## Consigna 1
Indica si cada afirmación coincide con el texto sobre el allanamiento de 1972 y cita las palabras exactas que lo deciden: (a) Al cuarto entraron cuatro civiles. (b) El narrador estudiaba en un colegio diurno. (c) Los hechos ocurrieron en febrero de 1972.
## Consigna 2
Reproduce sin cambios el fragmento del texto comprendido entre "La luz de la" y "Era 1972, febrero.", ambos incluidos.

La luz de la memoria
¿Sabrán sus nietos que su abuelito era un hombre temible, que hizo llorar a miles de madres y niños?
Un puntapié furibundo estrelló la puerta contra los muros de mi cuarto. Cuatro civiles ingresaron violentamente, me hicieron arrodillar y poner las manos detrás de la nuca. Luego desmontaron mi pequeña biblioteca, buscando armas, según había denunciado un compañero del colegio nocturno Ayacucho, donde yo estudiaba. Ese estudiante apellidaba Virreyra y era buzo del ministro del Interior, Cnl. Mario Adett Zamora, al que los presos le decíamos el Cara de C… por su esférica calva y su aliento espeso. Era 1972, febrero.

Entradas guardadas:
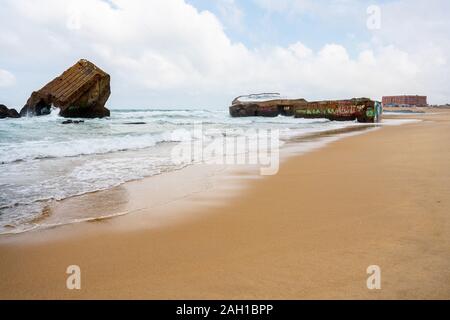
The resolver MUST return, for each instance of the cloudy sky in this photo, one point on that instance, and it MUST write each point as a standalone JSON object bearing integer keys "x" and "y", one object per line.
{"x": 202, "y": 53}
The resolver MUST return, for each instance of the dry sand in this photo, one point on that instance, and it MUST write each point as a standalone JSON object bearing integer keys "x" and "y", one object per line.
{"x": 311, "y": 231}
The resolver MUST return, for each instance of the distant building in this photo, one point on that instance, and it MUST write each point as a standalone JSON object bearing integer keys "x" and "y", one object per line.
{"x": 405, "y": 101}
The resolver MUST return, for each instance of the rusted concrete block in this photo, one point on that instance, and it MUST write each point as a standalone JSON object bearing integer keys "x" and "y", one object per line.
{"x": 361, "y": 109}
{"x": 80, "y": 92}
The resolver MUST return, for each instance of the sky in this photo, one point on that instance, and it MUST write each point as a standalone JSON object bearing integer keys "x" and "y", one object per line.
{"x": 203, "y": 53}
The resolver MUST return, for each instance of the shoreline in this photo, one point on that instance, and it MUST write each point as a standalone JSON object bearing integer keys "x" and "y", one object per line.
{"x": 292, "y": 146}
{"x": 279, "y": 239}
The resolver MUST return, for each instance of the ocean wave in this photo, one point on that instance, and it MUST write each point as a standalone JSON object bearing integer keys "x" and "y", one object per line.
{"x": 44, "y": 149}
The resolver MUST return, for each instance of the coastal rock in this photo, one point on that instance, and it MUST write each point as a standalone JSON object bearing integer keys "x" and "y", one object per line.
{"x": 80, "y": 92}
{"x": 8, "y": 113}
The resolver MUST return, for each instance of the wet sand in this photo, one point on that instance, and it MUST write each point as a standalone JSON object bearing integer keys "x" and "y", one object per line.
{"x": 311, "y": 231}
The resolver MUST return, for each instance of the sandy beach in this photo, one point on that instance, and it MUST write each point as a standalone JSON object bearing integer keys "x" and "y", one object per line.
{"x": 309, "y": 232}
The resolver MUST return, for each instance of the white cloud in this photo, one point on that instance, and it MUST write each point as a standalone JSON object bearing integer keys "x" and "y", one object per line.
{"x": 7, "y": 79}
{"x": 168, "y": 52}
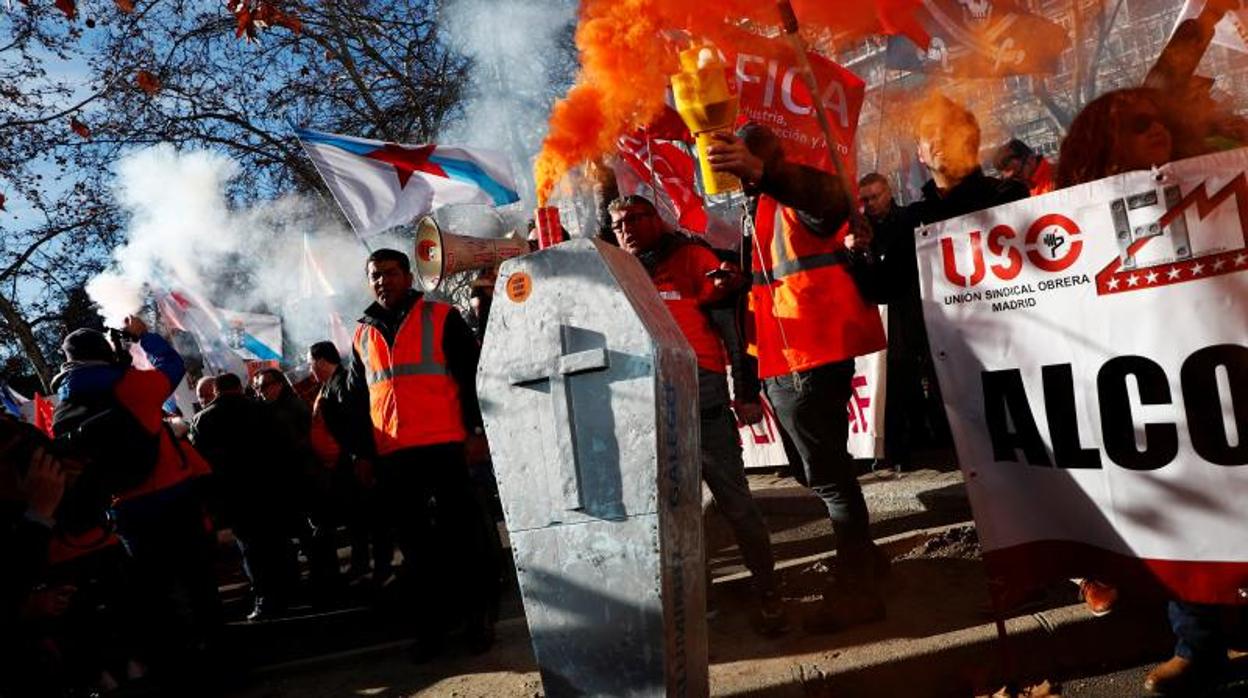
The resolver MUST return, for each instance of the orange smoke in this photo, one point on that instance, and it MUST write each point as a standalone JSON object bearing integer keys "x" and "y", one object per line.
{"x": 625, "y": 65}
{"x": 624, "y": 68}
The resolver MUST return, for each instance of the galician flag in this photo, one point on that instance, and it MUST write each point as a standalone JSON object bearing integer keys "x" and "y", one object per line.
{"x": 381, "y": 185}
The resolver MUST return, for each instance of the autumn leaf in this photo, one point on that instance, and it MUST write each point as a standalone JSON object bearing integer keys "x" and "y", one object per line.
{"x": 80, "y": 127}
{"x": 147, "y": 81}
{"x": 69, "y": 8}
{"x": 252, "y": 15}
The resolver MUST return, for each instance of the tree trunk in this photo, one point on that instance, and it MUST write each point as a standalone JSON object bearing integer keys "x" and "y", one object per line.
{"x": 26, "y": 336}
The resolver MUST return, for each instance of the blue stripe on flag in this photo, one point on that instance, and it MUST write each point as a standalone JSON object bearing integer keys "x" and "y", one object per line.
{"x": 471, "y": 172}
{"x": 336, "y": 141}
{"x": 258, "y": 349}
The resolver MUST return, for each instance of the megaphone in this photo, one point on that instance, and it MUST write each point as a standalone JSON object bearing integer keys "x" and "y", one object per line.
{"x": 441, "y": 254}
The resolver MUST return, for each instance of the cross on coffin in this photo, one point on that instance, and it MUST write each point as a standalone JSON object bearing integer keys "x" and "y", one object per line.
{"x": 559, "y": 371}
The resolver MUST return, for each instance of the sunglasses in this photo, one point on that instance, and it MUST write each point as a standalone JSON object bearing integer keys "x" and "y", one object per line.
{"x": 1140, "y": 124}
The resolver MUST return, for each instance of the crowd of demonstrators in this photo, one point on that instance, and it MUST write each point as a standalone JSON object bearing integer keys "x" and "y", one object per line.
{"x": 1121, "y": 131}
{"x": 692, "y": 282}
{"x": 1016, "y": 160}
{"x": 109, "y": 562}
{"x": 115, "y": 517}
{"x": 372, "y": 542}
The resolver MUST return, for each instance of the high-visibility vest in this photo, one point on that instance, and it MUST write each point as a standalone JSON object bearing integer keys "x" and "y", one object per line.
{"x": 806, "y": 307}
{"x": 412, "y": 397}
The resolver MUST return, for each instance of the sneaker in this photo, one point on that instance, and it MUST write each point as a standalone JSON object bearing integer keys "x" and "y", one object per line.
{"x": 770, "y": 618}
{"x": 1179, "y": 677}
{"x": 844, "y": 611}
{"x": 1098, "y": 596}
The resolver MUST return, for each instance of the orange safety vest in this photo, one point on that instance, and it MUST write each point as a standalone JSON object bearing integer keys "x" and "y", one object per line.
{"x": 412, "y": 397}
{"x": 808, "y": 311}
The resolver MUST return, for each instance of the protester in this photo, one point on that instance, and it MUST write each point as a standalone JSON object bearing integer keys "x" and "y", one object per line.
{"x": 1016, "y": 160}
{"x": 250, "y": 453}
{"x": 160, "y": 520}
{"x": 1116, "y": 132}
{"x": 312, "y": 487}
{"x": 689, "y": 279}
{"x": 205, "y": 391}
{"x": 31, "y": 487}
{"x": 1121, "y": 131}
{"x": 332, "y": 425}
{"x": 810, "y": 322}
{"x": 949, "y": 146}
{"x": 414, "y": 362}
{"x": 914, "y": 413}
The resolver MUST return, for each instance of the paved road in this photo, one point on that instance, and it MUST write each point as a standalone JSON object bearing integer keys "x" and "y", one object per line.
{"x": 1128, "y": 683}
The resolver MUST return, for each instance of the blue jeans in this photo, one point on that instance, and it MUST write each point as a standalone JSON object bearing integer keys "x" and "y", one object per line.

## Solución 1
(a) Sí: "Cuatro civiles ingresaron violentamente".
(b) No: "colegio nocturno Ayacucho, donde yo estudiaba".
(c) Sí: "Era 1972, febrero."

## Solución 2
La luz de la memoria
¿Sabrán sus nietos que su abuelito era un hombre temible, que hizo llorar a miles de madres y niños?
Un puntapié furibundo estrelló la puerta contra los muros de mi cuarto. Cuatro civiles ingresaron violentamente, me hicieron arrodillar y poner las manos detrás de la nuca. Luego desmontaron mi pequeña biblioteca, buscando armas, según había denunciado un compañero del colegio nocturno Ayacucho, donde yo estudiaba. Ese estudiante apellidaba Virreyra y era buzo del ministro del Interior, Cnl. Mario Adett Zamora, al que los presos le decíamos el Cara de C… por su esférica calva y su aliento espeso. Era 1972, febrero.